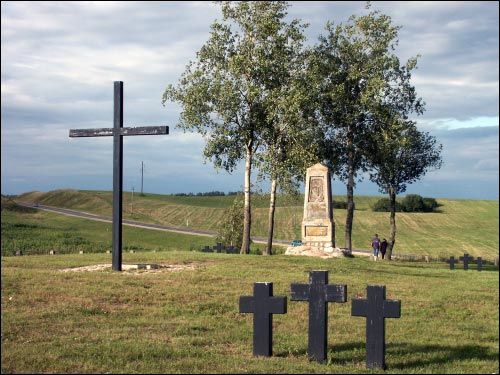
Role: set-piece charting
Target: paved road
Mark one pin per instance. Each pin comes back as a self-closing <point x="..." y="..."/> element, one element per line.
<point x="198" y="232"/>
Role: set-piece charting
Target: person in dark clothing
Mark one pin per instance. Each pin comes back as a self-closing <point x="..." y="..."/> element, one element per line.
<point x="375" y="246"/>
<point x="383" y="247"/>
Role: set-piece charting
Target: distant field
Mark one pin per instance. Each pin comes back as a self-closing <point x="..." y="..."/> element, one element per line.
<point x="35" y="232"/>
<point x="188" y="321"/>
<point x="461" y="225"/>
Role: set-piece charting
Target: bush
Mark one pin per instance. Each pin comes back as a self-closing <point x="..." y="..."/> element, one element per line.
<point x="430" y="204"/>
<point x="415" y="203"/>
<point x="231" y="228"/>
<point x="384" y="205"/>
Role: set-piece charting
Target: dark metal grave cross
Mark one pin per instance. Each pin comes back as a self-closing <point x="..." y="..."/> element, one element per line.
<point x="479" y="262"/>
<point x="207" y="249"/>
<point x="452" y="262"/>
<point x="219" y="247"/>
<point x="263" y="305"/>
<point x="231" y="250"/>
<point x="118" y="131"/>
<point x="466" y="259"/>
<point x="318" y="293"/>
<point x="376" y="308"/>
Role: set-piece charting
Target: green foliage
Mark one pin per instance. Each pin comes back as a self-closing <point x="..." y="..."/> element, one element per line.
<point x="400" y="154"/>
<point x="384" y="205"/>
<point x="431" y="204"/>
<point x="339" y="204"/>
<point x="410" y="203"/>
<point x="230" y="230"/>
<point x="415" y="203"/>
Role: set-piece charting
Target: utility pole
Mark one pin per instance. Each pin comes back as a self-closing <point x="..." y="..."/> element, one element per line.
<point x="132" y="204"/>
<point x="142" y="178"/>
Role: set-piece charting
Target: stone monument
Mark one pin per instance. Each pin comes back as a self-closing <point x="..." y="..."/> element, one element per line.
<point x="318" y="227"/>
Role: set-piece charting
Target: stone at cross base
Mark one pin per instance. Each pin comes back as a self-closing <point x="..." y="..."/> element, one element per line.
<point x="318" y="227"/>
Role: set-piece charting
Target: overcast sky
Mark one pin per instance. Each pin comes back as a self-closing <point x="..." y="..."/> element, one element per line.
<point x="59" y="61"/>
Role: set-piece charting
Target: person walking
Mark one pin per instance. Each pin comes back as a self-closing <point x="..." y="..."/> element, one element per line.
<point x="375" y="246"/>
<point x="383" y="247"/>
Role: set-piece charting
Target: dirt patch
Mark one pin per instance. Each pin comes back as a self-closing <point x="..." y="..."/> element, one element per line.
<point x="136" y="268"/>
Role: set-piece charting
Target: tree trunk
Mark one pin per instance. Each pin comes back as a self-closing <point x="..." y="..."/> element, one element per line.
<point x="272" y="206"/>
<point x="247" y="218"/>
<point x="350" y="207"/>
<point x="392" y="239"/>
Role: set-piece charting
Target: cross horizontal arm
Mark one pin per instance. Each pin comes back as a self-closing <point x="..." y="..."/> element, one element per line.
<point x="105" y="132"/>
<point x="247" y="304"/>
<point x="277" y="305"/>
<point x="392" y="308"/>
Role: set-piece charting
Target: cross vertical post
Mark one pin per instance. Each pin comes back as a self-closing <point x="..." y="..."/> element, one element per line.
<point x="479" y="262"/>
<point x="263" y="305"/>
<point x="466" y="259"/>
<point x="452" y="262"/>
<point x="219" y="247"/>
<point x="376" y="308"/>
<point x="318" y="293"/>
<point x="118" y="131"/>
<point x="117" y="175"/>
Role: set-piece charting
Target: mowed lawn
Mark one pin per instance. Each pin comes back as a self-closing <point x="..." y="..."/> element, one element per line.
<point x="188" y="321"/>
<point x="460" y="225"/>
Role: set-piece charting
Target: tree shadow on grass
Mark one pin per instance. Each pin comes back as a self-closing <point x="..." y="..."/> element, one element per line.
<point x="404" y="356"/>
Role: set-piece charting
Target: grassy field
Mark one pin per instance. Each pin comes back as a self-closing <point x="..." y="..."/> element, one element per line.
<point x="188" y="321"/>
<point x="460" y="225"/>
<point x="34" y="231"/>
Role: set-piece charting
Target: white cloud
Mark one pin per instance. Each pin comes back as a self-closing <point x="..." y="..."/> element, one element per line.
<point x="59" y="61"/>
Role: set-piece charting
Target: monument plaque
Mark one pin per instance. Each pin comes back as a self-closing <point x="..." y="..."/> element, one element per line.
<point x="318" y="227"/>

══════════════════════════════

Work instruction
Look above for the line with "Target: stone at cross base" and the line with "Target: cross horizontal arm". Retype those two lines and every line between them exactly, adding nothing.

Solution for this task
Target: stone at cross base
Mark one pin per instance. Each pin comes back as a self-closing <point x="..." y="..."/> element, one element per line.
<point x="318" y="227"/>
Role: set-piece charting
Target: overcast sky
Mark one pin per instance. Each pin comes back as a self-closing <point x="..." y="..."/> element, one element per line.
<point x="59" y="61"/>
Role: set-piece charting
Target: person walking
Mark one pin per instance. Each pin comes back as a self-closing <point x="..." y="..."/> element, one element per line.
<point x="375" y="246"/>
<point x="383" y="247"/>
Role: set-piece charting
Target: dirt patch
Mark one pin per instance. Each pin comes back as a self-closing <point x="..." y="..."/> element, one element per line.
<point x="136" y="268"/>
Role: set-piece charting
Target: tree trunk
Mark one pin per instance. Each pin comes back as a self-closing <point x="..." y="..."/> element, one element per line.
<point x="272" y="206"/>
<point x="247" y="218"/>
<point x="350" y="207"/>
<point x="392" y="239"/>
Role: set-piece charting
Target: cross horizontal arm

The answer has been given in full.